*Partes do exercício*:
a: Com base no trecho sobre a voz narrativa, explique por que, a partir da década de 1960, a voz narrativa passa a assumir diferentes matizes.
b: Transcreva do trecho sobre a voz narrativa a parte que começa com as palavras "O mais democrático" e termina com "(2007, p. 271)".

*Trecho do texto*:

A partir da década de 1960, observam-se cada vez mais exemplos que fogem a essa caracterização, subvertendo o modelo que protagonizou grande parte da narrativa produzida até então. Ginzburg menciona Cristóvão Tezza, Cíntia Moscovich e Luiz Alberto Mendes, entre outros, como autores cujos narradores, oriundos de grupos marginalizados, encontram-se apartados da esfera privilegiada. Com isso, a voz narrativa assume diferentes matizes, produzindo discursos muitas vezes avessos à tradição e à historiografia oficial. Afinal, conforme lembra Paulo Sérgio Pinheiro,

O mais democrático dos Estados é sempre regime de exceção para enormes contingentes. Loucos, prostitutas, prisioneiros, negros, hispânicos, árabes, curdos, judeus, ianomâmis, aidéticos, homossexuais, travestis, crianças, operários irão nascer e morrer sem terem conhecido o comedimento do Leviatã. (2007, p. 271)

*Dados fornecidos*:

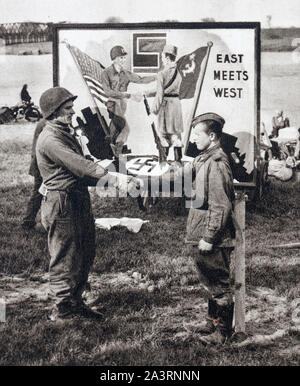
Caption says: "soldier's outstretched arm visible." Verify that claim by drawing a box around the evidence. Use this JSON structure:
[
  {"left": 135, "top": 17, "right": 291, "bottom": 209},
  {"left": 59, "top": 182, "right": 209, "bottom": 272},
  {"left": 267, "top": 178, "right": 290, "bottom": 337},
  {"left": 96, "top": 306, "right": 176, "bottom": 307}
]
[{"left": 41, "top": 140, "right": 107, "bottom": 179}]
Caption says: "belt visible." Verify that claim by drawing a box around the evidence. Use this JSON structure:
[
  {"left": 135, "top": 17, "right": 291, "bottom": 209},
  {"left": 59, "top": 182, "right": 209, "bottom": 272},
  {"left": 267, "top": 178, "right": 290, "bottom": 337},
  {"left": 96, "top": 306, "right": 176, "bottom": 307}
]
[
  {"left": 164, "top": 94, "right": 179, "bottom": 98},
  {"left": 39, "top": 183, "right": 88, "bottom": 197}
]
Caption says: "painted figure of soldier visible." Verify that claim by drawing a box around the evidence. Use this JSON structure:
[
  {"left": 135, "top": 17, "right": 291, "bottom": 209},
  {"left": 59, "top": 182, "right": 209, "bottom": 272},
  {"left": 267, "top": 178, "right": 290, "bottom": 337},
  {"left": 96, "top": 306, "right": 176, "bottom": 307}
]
[
  {"left": 146, "top": 45, "right": 183, "bottom": 161},
  {"left": 22, "top": 119, "right": 46, "bottom": 230},
  {"left": 101, "top": 46, "right": 156, "bottom": 156},
  {"left": 144, "top": 113, "right": 235, "bottom": 344},
  {"left": 271, "top": 110, "right": 290, "bottom": 138},
  {"left": 20, "top": 84, "right": 31, "bottom": 103},
  {"left": 36, "top": 87, "right": 138, "bottom": 321}
]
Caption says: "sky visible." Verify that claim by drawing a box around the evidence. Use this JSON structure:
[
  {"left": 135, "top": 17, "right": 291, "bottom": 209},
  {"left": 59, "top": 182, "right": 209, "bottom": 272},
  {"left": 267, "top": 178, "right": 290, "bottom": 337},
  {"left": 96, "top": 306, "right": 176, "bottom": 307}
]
[{"left": 0, "top": 0, "right": 300, "bottom": 27}]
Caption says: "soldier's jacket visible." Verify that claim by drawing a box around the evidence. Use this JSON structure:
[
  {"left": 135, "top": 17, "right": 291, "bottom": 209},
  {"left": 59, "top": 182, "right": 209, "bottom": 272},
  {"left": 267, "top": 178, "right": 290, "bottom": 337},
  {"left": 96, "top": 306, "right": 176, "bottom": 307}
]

*Soluções do exercício*:
a: Porque surgem cada vez mais autores, como Cristóvão Tezza, Cíntia Moscovich e Luiz Alberto Mendes, citados por Ginzburg, cujos narradores vêm de grupos marginalizados e estão apartados da esfera privilegiada. Isso subverte o modelo que dominava a narrativa até então e produz discursos muitas vezes avessos à tradição e à historiografia oficial.

b:
O mais democrático dos Estados é sempre regime de exceção para enormes contingentes. Loucos, prostitutas, prisioneiros, negros, hispânicos, árabes, curdos, judeus, ianomâmis, aidéticos, homossexuais, travestis, crianças, operários irão nascer e morrer sem terem conhecido o comedimento do Leviatã. (2007, p. 271)